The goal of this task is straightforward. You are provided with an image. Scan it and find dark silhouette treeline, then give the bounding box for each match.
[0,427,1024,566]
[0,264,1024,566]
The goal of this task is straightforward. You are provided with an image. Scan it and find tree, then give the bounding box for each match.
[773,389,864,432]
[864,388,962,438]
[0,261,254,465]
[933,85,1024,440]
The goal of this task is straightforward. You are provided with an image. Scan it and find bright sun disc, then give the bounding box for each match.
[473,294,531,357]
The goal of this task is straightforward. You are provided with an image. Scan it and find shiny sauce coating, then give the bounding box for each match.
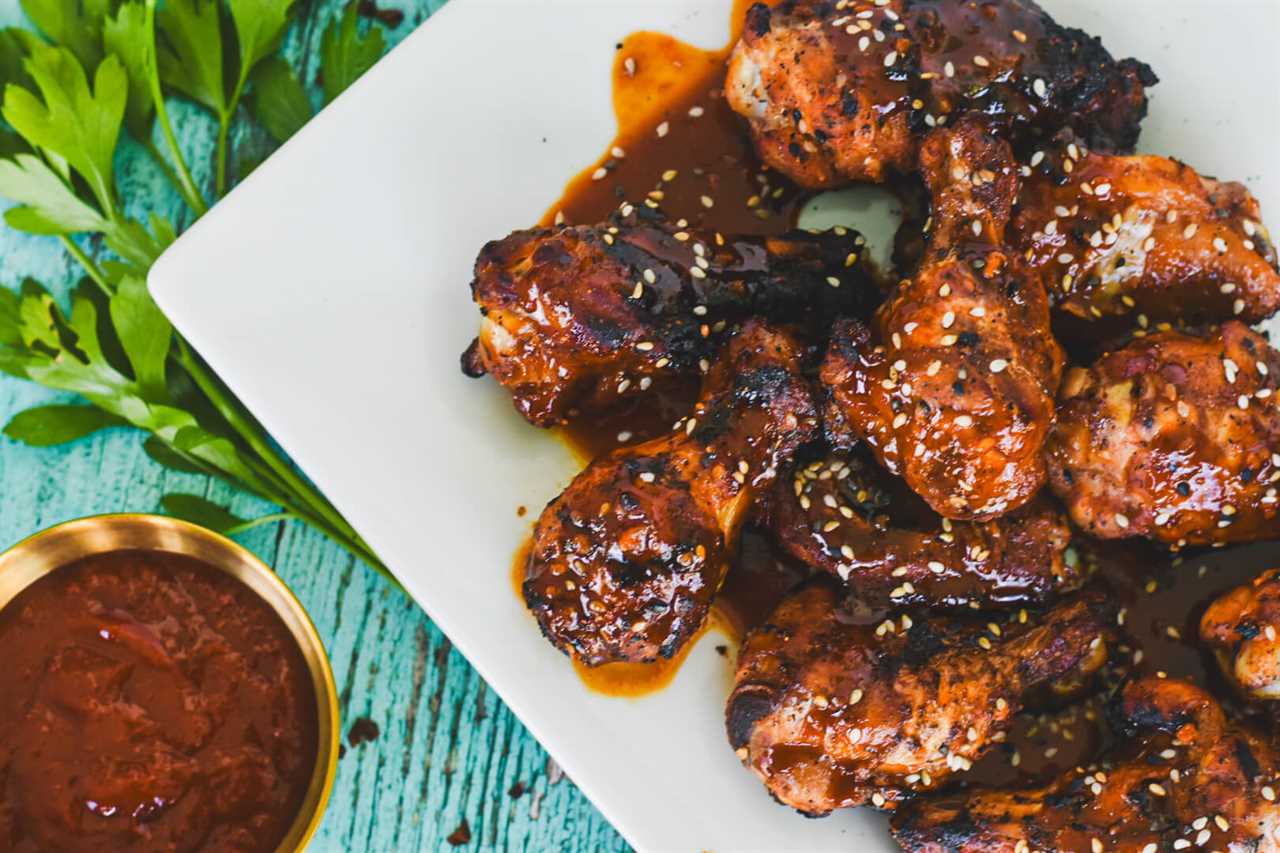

* **Direction**: Offset every bounding box coordinate in the entries above by adding 16 to each number, and write out all the entries again with their requests. Leave the pictures out.

* **Solution for this exercise**:
The goal of this task is straightforward. You are provided with an image. Scan it and find dark silhouette treeline, then give the bounding box for each match.
[16,443,1040,582]
[16,280,1040,582]
The goal of this task is straightforward. You are provided with an image. Scan it and find tree, then give the bounding box for each match.
[789,405,880,448]
[880,404,978,454]
[16,277,270,481]
[949,101,1040,456]
The goal of this task is straightforward. You are provided with an image. Scan it and find bright sun disc, then give the bounding box for each match.
[489,310,547,373]
The goal of this task is straightforward. You are provided with an image. Scan it and find shiny sauce coating, then give the bounding box for each match.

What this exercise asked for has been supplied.